* _REQUIREMENT A_
Retype the passage from the news item on data and India's elections, starting at "About the scandal, he" and ending at "lakh virtual servers.".
* _REQUIREMENT B_
In one to three sentences, state why the Indian government committed to measures to protect its elections, according to the news item on data and India's elections.

* _SOURCE TEXT_
====

Concern around data has been continuously increasing. The recent case of the Cambridge Analytica scandal confirmed the importance of data and how it can be used to influence elections.
Of various countries, India was also on the list where the elections were apparently influenced. Since the uncovering of the scandal, the Indian government has committed to take various measures to protect the elections from any foul play.
Ravi Shankar Prasad, Union minister for Electronics and IT, reiterated on Monday that the government will not accept any attempts to influence elections by any “covert or overt” means. The minister was speaking about the general elections, which is due next year.
About the scandal, he said that the government took up the issue with Facebook and that their CEO has apologised. The government is also pursuing the matter with Cambridge Analytica, who have responded.
Prasad also acknowledged the importance of data protection in India and informed that the process of expansion of data centres is continuing. The National Informatics Center (NIC) is setting up its largest and fifth data centre in Bhopal, with a capacity of 5 lakh virtual servers.
He added that the report on artificial intelligence by the committee has been submitted with recommendations of setting up seven more centres of excellence. While one specialising in fintech will come up in Chennai, one for medical will be set up in Lucknow, another for electronics in Bengaluru, and another for blockchain in Gurugram.

====

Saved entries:
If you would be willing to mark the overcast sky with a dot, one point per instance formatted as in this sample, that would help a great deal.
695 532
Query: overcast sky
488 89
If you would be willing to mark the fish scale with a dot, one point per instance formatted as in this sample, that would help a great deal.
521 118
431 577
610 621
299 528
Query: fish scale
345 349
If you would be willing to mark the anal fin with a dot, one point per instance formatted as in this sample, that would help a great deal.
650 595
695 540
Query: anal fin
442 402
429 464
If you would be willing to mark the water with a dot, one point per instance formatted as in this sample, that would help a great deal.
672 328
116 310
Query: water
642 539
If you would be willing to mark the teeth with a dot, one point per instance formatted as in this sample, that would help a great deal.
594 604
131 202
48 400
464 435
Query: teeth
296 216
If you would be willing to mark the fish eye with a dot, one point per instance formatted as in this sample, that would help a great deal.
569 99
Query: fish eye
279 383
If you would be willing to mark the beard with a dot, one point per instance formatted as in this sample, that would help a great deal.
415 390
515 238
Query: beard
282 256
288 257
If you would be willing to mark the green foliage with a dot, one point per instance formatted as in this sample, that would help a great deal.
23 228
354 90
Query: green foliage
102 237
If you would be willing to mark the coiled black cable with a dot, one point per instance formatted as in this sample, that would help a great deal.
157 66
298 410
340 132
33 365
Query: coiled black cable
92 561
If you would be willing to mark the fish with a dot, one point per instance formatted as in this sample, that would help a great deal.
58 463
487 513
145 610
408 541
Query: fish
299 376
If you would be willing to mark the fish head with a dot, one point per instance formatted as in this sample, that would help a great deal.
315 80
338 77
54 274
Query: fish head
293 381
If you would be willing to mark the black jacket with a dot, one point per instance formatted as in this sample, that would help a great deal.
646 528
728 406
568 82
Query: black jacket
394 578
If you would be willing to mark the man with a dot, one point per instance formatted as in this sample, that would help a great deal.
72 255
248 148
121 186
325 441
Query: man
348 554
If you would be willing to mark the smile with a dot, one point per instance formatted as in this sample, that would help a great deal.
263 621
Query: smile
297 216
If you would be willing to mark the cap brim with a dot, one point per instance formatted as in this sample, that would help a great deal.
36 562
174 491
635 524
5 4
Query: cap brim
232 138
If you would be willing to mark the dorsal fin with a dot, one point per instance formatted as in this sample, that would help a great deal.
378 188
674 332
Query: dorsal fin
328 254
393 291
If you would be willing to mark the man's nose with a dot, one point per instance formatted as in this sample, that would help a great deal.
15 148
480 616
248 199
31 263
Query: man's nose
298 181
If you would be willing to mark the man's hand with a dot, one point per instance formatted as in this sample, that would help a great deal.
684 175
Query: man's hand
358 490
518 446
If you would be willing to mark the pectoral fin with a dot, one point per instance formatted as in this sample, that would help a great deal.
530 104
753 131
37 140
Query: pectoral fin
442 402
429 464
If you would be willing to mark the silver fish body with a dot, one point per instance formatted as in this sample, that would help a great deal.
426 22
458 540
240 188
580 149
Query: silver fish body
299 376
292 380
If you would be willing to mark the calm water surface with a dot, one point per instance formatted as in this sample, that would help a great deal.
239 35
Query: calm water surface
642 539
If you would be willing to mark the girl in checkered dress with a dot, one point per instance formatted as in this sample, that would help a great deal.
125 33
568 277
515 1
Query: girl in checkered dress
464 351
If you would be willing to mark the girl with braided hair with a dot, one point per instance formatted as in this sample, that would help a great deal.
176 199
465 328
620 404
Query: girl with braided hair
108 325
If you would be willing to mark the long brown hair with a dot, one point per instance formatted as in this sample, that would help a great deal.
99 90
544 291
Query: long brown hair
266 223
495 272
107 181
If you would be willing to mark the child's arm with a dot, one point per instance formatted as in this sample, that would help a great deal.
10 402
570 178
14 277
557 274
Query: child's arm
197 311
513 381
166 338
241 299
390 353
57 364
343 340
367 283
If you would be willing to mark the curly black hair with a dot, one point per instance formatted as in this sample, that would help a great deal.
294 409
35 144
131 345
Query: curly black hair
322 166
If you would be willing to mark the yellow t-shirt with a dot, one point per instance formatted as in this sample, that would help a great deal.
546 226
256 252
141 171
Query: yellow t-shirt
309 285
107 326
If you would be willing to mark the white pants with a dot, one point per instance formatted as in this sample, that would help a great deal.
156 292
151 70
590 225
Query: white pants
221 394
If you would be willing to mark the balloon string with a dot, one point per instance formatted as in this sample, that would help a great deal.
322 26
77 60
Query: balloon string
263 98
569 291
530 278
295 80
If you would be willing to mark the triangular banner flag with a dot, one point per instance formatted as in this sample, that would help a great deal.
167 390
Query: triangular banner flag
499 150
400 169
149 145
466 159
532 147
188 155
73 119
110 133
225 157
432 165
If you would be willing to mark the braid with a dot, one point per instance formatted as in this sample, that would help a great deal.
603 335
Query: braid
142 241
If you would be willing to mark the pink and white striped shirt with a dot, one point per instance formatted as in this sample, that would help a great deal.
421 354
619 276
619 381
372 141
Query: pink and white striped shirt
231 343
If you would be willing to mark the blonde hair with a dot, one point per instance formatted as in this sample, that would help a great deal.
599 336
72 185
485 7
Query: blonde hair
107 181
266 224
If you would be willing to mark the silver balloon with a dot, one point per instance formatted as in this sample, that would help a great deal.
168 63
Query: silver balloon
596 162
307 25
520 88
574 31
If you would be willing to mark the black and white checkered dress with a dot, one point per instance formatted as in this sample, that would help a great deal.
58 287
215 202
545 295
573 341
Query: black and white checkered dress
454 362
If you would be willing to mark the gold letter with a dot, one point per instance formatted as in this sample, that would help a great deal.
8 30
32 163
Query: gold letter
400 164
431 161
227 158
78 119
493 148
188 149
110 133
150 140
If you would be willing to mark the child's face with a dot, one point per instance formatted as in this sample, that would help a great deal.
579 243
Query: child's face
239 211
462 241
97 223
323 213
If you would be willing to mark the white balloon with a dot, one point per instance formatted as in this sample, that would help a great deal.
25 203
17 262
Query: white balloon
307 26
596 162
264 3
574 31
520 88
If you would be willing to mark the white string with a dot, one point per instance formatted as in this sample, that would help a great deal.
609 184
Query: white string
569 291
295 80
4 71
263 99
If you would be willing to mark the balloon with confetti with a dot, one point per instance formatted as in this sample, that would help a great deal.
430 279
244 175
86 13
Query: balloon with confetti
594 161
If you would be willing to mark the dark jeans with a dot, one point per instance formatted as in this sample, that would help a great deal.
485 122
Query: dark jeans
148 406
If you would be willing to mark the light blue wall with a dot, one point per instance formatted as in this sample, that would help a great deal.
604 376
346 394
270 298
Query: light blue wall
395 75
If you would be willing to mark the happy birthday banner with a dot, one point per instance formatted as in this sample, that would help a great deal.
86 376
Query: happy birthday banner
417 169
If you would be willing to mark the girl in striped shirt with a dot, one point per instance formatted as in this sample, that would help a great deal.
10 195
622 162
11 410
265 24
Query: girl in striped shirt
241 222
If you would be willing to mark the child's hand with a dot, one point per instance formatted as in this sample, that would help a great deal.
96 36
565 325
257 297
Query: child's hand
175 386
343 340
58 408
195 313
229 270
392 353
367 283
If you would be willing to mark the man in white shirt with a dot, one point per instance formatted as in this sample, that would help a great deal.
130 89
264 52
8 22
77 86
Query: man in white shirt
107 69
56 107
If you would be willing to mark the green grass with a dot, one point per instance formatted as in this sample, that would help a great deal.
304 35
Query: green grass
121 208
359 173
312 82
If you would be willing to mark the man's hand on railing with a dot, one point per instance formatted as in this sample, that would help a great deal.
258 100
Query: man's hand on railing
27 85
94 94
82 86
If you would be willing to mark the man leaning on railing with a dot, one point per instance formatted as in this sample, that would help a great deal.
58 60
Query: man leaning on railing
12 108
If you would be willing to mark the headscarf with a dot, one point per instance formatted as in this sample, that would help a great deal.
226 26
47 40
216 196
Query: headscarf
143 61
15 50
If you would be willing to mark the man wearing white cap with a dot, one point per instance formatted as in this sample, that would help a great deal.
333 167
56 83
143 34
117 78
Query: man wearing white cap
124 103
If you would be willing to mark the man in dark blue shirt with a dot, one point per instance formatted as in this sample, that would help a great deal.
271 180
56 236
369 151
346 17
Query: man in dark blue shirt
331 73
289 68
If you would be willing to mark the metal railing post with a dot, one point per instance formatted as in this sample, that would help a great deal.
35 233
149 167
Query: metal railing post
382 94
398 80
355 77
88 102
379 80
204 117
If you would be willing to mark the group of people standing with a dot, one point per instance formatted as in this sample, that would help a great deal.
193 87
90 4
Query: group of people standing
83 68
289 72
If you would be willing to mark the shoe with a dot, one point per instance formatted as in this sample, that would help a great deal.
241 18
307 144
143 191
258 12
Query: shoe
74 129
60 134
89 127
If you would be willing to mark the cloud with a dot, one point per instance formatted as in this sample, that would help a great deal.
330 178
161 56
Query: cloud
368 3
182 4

====

* _EXERCISE RESPONSE A_
About the scandal, he said that the government took up the issue with Facebook and that their CEO has apologised. The government is also pursuing the matter with Cambridge Analytica, who have responded.
Prasad also acknowledged the importance of data protection in India and informed that the process of expansion of data centres is continuing. The National Informatics Center (NIC) is setting up its largest and fifth data centre in Bhopal, with a capacity of 5 lakh virtual servers.

* _EXERCISE RESPONSE B_
The Cambridge Analytica scandal showed how data can be used to influence elections. India was among the countries where elections were apparently influenced, so the government committed to measures to protect its elections from foul play.